### EXTRAIT PRÉSENTÉ
Elles sont originaires de Kiev. Cela fait quelques minutes que nous nous sommes rencontrées et déjà elles me confient avoir tout perdu. « Nous avons laissé nos hommes, nos pères. Nos maisons sont détruites par les bombes et les inondations. Nous avons passé nos vies à construire nos maisons, nous n’avons plus rien aujourd’hui, mais nous reconstruirons tout ça après la guerre» confient-elles le visage fermé.
Nous reconstruirons tout après la guerre.
Anna, Ukrainienne
C'est la première fois qu'elles viennent en France. « Nous avons l’impression d’être en vacances ici, en France. Nous espérons pouvoir travailler. Nous n’avons tellement pas l’habitude de rester sans rien faire. Nous voulons travailler », insistent les deux femmes.
Lorsque je leur pose la question : « Quelle est votre première impression sur les Français ? » elles se regardent et sourient. « Ce sont de bonnes personnes, cela se voit sur leurs visages, mais on ne peut pas parler avec eux, donc on ne sait pas trop répondre… En Pologne, on ne parle pas leur langue, mais ça se ressemble… Là, nos langues n’ont rien à voir, on ne peut pas les comprendre et se faire comprendre. »

### MATÉRIEL FOURNI
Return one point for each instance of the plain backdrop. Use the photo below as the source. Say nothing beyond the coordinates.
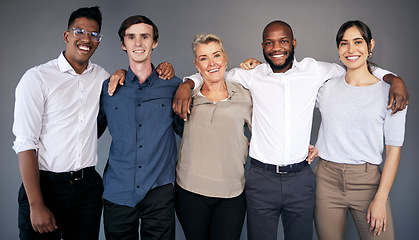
(32, 33)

### CONSIGNES
- A) Répondez à ces questions d'après l'extrait présenté :
(i) De quelle ville les deux femmes sont-elles originaires ?
(ii) Par quoi leurs maisons ont-elles été détruites ?
(iii) Qu'espèrent-elles pouvoir faire en France ?
- B) Recopiez fidèlement le passage de l'extrait présenté qui va de « Elles sont originaires » jusqu'à « les deux femmes. » inclus.

### RÉPONSES PAR CONSIGNE
- A)
(i) De Kiev.
(ii) Par les bombes et les inondations.
(iii) Travailler.

- B)
Elles sont originaires de Kiev. Cela fait quelques minutes que nous nous sommes rencontrées et déjà elles me confient avoir tout perdu. « Nous avons laissé nos hommes, nos pères. Nos maisons sont détruites par les bombes et les inondations. Nous avons passé nos vies à construire nos maisons, nous n’avons plus rien aujourd’hui, mais nous reconstruirons tout ça après la guerre» confient-elles le visage fermé.
Nous reconstruirons tout après la guerre.
Anna, Ukrainienne
C'est la première fois qu'elles viennent en France. « Nous avons l’impression d’être en vacances ici, en France. Nous espérons pouvoir travailler. Nous n’avons tellement pas l’habitude de rester sans rien faire. Nous voulons travailler », insistent les deux femmes.